WHAT YOU WILL DO: Output exactly the lines from the one holding "the pelican eye" through the final line of the entries.

INPUT:
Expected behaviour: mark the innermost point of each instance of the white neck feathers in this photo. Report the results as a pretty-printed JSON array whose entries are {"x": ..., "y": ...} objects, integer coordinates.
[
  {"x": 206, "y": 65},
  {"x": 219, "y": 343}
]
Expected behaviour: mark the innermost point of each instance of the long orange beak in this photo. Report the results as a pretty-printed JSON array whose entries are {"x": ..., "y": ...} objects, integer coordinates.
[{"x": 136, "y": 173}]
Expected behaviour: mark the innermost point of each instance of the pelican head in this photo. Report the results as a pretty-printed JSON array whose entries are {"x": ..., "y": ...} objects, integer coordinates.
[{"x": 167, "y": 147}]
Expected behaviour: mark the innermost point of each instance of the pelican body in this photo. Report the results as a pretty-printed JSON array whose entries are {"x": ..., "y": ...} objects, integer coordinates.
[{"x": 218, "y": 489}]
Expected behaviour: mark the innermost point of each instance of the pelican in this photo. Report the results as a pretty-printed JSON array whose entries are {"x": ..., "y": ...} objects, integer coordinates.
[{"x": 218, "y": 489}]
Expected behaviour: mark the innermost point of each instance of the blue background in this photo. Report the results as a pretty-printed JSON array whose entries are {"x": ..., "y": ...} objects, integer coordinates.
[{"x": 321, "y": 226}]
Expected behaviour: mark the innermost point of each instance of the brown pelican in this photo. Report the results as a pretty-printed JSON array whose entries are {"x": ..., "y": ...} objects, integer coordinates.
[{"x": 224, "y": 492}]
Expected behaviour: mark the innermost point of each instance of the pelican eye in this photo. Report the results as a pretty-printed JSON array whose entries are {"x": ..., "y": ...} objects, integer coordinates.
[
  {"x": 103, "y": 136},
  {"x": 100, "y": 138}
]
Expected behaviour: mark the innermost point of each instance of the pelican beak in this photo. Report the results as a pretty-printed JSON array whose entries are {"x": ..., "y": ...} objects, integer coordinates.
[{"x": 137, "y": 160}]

RESULT OF THIS TASK:
Expected behaviour: mark the innermost point of each instance of the pelican eye in this photo. Report the results as a pretty-printed JSON array whose entries are {"x": ..., "y": ...} objects, integer coordinates.
[
  {"x": 103, "y": 136},
  {"x": 100, "y": 138}
]
Expected behaviour: mark the innermost point of each instance of the pelican beak in this photo. Report the results as a pretty-printed JSON array whose entries are {"x": ..., "y": ...} objects, integer coordinates.
[{"x": 137, "y": 160}]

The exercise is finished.